══ DATA LINES ══
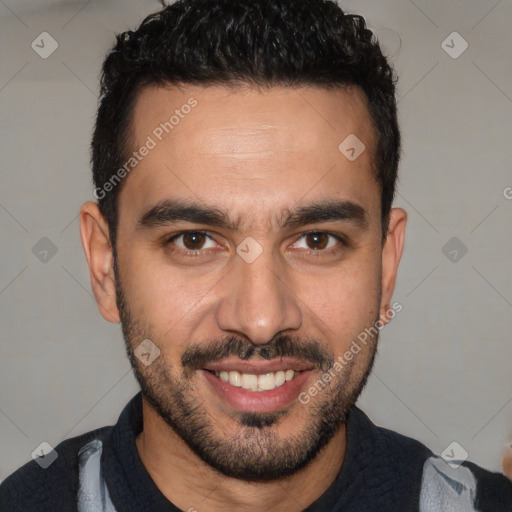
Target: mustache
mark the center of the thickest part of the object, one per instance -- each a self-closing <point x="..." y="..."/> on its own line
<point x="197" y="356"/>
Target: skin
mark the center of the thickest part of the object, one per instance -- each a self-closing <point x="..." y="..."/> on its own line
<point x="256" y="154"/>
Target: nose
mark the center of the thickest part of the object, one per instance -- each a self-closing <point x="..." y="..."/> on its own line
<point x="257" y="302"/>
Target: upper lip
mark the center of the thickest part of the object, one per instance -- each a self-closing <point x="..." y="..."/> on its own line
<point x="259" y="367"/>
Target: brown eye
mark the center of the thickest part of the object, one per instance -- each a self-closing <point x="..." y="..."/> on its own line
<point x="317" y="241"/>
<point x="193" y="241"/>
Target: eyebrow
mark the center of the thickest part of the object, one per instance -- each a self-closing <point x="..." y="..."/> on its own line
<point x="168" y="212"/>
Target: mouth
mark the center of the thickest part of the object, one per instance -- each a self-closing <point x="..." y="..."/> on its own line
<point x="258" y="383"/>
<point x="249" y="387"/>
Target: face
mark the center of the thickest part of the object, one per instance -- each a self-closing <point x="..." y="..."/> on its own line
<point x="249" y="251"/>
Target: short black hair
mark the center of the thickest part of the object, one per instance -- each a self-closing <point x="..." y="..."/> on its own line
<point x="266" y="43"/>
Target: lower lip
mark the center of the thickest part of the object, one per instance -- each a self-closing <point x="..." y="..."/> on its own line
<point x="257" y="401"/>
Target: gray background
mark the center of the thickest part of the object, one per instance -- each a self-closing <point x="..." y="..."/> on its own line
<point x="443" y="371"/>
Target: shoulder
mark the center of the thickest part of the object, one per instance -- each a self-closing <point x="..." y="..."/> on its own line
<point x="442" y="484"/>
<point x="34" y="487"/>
═══
_CHALLENGE_
Update all the records above by replacing "thickest" with "widest" wherever it appears, and change nothing else. Leave the pictures out of your answer.

_REPLY_
Target: mustache
mark the center of the widest part of the object, one per instance -- each a self-closing <point x="..." y="..."/> on its own line
<point x="197" y="356"/>
Target: skin
mark the center of the widest part of the object, one per instance -- each a self-closing <point x="..." y="..."/> on its own line
<point x="256" y="154"/>
Target: nose
mark the center of the widest part of the object, one per instance -- each a self-closing <point x="..." y="..."/> on its own line
<point x="257" y="302"/>
Target: upper lip
mark the center of the widest part of the object, one per instance -- each a self-closing <point x="..." y="..."/> on its own line
<point x="259" y="367"/>
Target: brown eye
mark the center of the widest part of the object, one per instance -- each a self-closing <point x="..." y="..."/> on its own line
<point x="317" y="241"/>
<point x="193" y="241"/>
Target: eyebrow
mark the center of the widest part of the object, one per instance -- each a self-closing <point x="..." y="..."/> on its own line
<point x="168" y="212"/>
Target: mouth
mark the center of the widest part of the object, one per instance -- each a self-closing <point x="..." y="..."/> on its own line
<point x="258" y="383"/>
<point x="249" y="387"/>
Target: face
mark the center of the widest part of the object, one per instance -- each a self-closing <point x="..." y="..."/> on its own line
<point x="249" y="251"/>
Target: short black hair
mark the center of the widest part of the object, one per instance -- each a self-closing <point x="..." y="..."/> on its own line
<point x="266" y="43"/>
Target: lower lip
mark the center of the widest part of the object, one per instance -- each a self-closing <point x="..." y="..."/> on its own line
<point x="257" y="401"/>
Target: gray background
mark the center of the widest part of the object, one per instance -- each a self-closing <point x="..." y="..."/> on its own line
<point x="443" y="371"/>
Target: shoulder
mark the center of the widest part of the object, one per instance -- each a self-closing <point x="..." y="..."/> on its own line
<point x="442" y="484"/>
<point x="34" y="487"/>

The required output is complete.